--- START Excerpted data ---

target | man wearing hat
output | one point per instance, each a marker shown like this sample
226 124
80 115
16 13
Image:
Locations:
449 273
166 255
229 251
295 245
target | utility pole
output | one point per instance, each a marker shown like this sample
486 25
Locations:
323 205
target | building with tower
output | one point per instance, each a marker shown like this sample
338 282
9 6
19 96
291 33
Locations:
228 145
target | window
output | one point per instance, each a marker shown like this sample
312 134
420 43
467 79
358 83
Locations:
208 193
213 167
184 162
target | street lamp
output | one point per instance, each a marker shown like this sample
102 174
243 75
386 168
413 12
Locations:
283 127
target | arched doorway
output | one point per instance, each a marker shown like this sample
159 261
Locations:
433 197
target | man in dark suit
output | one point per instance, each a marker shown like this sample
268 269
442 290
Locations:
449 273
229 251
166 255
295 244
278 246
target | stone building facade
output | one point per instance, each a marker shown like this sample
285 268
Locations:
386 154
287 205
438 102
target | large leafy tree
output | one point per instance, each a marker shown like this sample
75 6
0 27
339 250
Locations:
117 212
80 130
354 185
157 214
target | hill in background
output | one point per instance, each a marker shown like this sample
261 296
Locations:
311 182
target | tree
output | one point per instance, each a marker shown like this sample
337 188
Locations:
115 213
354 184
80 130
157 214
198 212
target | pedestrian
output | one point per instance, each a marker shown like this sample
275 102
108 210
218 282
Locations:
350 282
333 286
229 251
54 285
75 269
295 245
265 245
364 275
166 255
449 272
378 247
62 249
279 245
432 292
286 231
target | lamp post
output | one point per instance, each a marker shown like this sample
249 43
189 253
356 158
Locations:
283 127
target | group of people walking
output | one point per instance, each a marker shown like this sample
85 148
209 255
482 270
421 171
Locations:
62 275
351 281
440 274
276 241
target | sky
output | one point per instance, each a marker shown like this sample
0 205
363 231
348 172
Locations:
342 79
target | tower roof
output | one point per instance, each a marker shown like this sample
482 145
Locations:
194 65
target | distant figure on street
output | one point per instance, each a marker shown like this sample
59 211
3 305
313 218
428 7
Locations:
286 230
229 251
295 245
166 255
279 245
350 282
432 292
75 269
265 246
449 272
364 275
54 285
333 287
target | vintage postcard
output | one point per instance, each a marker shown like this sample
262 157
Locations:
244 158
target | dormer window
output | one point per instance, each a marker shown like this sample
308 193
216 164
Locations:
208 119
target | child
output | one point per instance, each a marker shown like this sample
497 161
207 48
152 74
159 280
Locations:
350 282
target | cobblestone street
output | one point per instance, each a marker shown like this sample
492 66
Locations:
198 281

--- END Excerpted data ---

◆ Task instructions:
Rewrite all of the data above as a JSON list of strings, one string per line, with any blank lines left out.

◆ Output for this task:
[
  "target | man wearing hat",
  "output | one point per instance, each a marker shown like this sample",
  "226 124",
  "80 115",
  "16 13",
  "Image:",
  "Locations:",
  "449 273",
  "166 255",
  "229 251",
  "295 245",
  "target | utility pole",
  "output | one point per instance, each a marker shown like this sample",
  "486 25",
  "Locations:",
  "323 205",
  "target | building with tower",
  "output | one point per instance, each a marker shown like this sample",
  "338 282",
  "9 6",
  "19 96",
  "291 33",
  "Locations:",
  "228 145",
  "target | window",
  "output | one point per instance, each a marker shown like this sample",
  "312 134",
  "420 43",
  "467 79",
  "358 83",
  "Locations:",
  "208 193",
  "213 167",
  "184 162",
  "target | street lamp",
  "output | one point per instance, each a marker shown like this sample",
  "102 174",
  "243 75",
  "386 168",
  "413 12",
  "Locations:",
  "283 127",
  "target | arched doorway",
  "output | one point per instance, each a marker shown like this sample",
  "159 261",
  "Locations:",
  "433 197",
  "target | man in dark suit",
  "output | one point per instance, each a marker shown like this sample",
  "268 269",
  "442 290",
  "Locations:",
  "449 273",
  "229 251",
  "166 255",
  "295 244",
  "278 246",
  "target | stone building facade",
  "output | one point per instance, each a marker shown like this sample",
  "285 268",
  "Locations:",
  "386 154",
  "287 205",
  "438 102",
  "target | large leafy tree",
  "output | one point per instance, each a marker shown like this sample",
  "75 6",
  "0 27",
  "339 250",
  "Locations:",
  "117 212",
  "80 130",
  "354 185",
  "157 214",
  "target | hill in background",
  "output | one point per instance, each a marker shown like this sample",
  "261 296",
  "Locations:",
  "311 182",
  "target | tree",
  "output | one point per instance, each a marker shown like this sample",
  "337 188",
  "Locations:",
  "115 213",
  "354 184",
  "80 130",
  "157 214",
  "198 212",
  "target | pedestrian",
  "output | one point per instance, each a marker shown like this sample",
  "275 102",
  "108 210",
  "218 282",
  "Locations:",
  "350 282",
  "333 286",
  "229 251",
  "54 285",
  "75 269",
  "295 245",
  "265 245",
  "364 275",
  "166 255",
  "449 272",
  "378 247",
  "62 249",
  "279 245",
  "432 292",
  "286 231",
  "target | lamp post",
  "output | one point per instance, each a marker shown like this sample",
  "249 43",
  "189 253",
  "356 158",
  "Locations:",
  "283 127",
  "target | group of people walking",
  "output | one point per instance, each a marker shown like this sample",
  "85 148",
  "209 255",
  "482 270",
  "421 171",
  "Locations:",
  "62 275",
  "351 281",
  "440 274",
  "276 241",
  "target | sky",
  "output | one point per instance, each a marker shown like this sample",
  "0 205",
  "363 231",
  "348 172",
  "Locations:",
  "342 79",
  "target | tower roof",
  "output | one point per instance, each a marker shown like this sample",
  "482 145",
  "Locations:",
  "194 65",
  "target | distant figure on street",
  "output | one point per instance, each a marker shown like this sample",
  "59 211",
  "3 305",
  "313 218",
  "428 7",
  "Locations:",
  "286 230",
  "229 251",
  "295 245",
  "166 255",
  "279 245",
  "350 282",
  "432 292",
  "75 269",
  "265 246",
  "449 272",
  "364 275",
  "54 285",
  "333 287",
  "target | vintage postcard",
  "output | one point per instance, each a marker shown like this sample",
  "262 157",
  "Locations:",
  "244 158",
  "target | dormer window",
  "output | one point per instance, each a marker shown like this sample",
  "308 193",
  "216 164",
  "Locations:",
  "208 119",
  "target | child",
  "output | one point per instance, each a marker shown like this sample",
  "497 161",
  "207 48",
  "152 74",
  "159 280",
  "Locations:",
  "350 282",
  "target | cobblestone street",
  "output | one point per instance, each a marker shown like this sample",
  "492 66",
  "Locations:",
  "198 281"
]